__Problem to solve__: Please show every line of the records below that contains the string "wall", copying each one in full.

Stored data
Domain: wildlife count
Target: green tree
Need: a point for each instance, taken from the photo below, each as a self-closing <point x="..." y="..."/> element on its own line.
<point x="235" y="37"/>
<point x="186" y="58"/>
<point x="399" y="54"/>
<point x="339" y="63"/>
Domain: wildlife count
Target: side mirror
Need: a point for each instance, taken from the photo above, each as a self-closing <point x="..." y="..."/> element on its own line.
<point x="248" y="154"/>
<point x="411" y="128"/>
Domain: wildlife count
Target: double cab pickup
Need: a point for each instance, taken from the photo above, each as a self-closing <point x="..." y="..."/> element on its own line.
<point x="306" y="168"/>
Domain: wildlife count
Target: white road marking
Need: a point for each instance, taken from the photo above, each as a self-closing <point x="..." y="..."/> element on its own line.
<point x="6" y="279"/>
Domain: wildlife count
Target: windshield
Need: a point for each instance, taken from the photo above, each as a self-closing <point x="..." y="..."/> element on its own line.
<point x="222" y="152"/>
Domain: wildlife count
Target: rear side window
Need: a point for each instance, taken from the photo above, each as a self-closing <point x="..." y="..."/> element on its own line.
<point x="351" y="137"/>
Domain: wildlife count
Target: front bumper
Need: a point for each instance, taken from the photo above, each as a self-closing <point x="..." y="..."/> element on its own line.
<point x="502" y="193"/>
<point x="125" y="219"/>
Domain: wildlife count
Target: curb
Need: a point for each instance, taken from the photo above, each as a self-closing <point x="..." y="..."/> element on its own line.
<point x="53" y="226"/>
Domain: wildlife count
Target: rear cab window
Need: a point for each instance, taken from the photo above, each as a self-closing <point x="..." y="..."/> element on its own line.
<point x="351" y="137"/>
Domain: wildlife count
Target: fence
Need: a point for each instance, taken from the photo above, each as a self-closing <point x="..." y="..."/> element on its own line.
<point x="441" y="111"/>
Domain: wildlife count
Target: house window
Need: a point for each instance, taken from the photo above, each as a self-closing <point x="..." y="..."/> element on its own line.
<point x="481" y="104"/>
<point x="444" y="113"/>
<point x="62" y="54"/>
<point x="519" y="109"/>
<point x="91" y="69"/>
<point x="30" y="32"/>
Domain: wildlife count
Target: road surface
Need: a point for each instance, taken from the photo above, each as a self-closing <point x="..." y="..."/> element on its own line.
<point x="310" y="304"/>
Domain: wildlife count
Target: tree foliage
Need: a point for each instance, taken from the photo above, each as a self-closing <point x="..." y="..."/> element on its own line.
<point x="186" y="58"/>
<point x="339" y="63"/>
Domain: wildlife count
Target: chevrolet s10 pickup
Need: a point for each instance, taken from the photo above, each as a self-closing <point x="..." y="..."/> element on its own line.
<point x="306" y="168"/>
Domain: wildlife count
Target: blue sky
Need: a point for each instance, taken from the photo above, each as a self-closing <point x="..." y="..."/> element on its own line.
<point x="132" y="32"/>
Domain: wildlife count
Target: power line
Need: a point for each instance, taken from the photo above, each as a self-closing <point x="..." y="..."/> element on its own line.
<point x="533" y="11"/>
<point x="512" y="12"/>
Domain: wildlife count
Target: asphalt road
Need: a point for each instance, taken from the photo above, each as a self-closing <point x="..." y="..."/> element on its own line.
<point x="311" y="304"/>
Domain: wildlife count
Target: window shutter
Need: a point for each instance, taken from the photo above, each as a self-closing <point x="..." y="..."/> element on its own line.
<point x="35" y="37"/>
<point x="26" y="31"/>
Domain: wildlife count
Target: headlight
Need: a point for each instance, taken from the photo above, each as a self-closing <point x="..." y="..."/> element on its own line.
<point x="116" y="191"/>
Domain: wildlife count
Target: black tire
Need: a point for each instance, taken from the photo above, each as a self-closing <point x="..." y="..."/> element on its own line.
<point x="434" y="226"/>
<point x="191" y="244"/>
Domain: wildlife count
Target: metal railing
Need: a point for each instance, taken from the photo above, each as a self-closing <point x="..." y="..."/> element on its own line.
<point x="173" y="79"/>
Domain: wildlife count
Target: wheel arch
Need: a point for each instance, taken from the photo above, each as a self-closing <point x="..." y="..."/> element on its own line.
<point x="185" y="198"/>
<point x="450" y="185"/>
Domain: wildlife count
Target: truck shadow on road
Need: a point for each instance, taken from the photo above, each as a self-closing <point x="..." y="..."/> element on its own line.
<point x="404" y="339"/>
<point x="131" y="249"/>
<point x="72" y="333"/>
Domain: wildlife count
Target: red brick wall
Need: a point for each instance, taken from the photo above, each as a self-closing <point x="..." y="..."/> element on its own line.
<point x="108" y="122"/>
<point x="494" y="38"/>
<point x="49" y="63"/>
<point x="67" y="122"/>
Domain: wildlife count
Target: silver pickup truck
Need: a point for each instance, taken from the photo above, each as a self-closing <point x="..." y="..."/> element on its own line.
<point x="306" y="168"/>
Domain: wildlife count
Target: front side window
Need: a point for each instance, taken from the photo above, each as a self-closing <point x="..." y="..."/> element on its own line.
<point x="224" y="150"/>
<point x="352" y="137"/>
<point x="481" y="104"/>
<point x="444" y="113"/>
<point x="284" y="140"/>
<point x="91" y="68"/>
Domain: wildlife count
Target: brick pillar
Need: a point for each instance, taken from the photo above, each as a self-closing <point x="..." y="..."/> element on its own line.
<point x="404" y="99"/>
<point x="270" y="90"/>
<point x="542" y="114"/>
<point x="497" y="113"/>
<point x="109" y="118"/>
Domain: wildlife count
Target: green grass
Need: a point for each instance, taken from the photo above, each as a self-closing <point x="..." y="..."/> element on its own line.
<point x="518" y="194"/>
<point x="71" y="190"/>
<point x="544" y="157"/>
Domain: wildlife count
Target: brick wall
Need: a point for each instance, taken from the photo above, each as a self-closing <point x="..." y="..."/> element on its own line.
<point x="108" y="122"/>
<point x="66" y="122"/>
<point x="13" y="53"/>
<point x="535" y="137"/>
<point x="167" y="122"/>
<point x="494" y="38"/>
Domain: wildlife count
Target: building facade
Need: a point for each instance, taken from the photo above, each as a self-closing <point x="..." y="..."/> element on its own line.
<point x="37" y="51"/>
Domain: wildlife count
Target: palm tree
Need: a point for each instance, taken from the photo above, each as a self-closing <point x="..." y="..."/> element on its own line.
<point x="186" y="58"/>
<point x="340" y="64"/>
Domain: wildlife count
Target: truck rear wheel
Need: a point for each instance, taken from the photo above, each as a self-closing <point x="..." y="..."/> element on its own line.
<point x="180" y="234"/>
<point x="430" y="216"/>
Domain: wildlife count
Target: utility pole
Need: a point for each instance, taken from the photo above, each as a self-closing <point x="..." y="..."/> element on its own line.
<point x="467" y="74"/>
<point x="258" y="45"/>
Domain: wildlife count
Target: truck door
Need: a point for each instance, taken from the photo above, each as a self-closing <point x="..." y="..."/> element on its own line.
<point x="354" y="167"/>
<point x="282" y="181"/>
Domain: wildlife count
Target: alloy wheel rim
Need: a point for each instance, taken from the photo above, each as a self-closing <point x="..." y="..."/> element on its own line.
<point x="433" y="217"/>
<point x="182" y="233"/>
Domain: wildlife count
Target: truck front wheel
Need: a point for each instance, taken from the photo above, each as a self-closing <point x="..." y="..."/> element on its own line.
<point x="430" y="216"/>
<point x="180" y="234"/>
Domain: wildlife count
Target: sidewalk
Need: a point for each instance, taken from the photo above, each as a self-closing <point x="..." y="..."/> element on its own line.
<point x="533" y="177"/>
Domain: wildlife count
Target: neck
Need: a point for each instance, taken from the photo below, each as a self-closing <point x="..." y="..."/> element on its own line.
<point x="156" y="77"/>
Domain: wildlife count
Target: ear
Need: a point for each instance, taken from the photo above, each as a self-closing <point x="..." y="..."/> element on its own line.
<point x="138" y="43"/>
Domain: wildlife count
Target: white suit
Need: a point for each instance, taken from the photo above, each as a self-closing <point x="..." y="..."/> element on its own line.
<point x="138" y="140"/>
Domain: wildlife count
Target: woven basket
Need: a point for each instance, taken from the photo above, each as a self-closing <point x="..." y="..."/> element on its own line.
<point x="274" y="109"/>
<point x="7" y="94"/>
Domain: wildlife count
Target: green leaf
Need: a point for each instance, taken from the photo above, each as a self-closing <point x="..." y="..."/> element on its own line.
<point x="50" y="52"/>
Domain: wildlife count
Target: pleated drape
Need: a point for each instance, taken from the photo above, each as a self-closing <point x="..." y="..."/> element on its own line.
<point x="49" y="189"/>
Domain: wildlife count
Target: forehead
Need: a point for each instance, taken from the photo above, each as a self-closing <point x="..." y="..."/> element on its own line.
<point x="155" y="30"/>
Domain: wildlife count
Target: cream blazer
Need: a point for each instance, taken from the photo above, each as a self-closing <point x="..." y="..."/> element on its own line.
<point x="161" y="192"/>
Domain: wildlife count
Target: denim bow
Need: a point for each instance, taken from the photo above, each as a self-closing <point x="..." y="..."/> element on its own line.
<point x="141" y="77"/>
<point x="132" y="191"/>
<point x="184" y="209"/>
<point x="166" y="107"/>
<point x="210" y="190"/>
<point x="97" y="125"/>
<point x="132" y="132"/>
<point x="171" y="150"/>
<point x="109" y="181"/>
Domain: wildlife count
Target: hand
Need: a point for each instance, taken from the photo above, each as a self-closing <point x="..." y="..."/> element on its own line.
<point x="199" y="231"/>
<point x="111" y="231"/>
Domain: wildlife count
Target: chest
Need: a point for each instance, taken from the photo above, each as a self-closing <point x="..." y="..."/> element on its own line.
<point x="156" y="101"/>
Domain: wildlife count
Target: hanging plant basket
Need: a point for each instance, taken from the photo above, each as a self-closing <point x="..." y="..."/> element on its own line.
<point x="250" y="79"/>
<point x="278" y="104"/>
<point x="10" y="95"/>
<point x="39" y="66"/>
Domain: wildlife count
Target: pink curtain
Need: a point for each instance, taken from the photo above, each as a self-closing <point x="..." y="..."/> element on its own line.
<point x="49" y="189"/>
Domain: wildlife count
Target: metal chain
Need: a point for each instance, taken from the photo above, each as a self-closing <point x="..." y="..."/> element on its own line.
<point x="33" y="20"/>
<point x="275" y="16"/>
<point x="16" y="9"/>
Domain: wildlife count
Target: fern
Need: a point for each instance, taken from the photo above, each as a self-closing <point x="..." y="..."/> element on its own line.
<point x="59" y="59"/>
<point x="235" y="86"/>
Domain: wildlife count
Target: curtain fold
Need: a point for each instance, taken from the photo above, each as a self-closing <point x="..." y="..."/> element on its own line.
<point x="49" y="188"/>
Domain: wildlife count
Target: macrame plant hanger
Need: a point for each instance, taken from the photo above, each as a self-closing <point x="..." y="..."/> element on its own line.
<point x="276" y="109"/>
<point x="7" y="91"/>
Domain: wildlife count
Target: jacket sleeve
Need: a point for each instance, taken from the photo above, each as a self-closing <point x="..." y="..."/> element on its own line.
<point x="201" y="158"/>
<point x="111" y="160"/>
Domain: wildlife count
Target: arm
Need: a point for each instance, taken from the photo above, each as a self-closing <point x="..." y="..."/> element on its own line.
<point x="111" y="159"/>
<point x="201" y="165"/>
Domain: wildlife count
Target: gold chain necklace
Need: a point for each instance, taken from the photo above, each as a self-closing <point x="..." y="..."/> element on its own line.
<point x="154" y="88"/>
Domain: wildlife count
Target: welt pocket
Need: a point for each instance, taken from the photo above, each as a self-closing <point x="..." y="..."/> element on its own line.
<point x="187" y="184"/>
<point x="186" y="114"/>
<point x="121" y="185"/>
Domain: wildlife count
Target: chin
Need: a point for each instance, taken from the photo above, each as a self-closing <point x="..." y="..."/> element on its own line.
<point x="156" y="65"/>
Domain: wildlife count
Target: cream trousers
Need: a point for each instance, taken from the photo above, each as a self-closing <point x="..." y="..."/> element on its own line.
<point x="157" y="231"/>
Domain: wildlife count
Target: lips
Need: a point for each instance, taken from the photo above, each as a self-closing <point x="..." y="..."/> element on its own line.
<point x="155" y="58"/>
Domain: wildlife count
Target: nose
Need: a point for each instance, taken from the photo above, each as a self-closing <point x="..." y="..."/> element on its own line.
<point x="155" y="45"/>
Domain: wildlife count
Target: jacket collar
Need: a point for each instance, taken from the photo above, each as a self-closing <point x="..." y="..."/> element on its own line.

__Response__:
Target: red brick wall
Target: brick wall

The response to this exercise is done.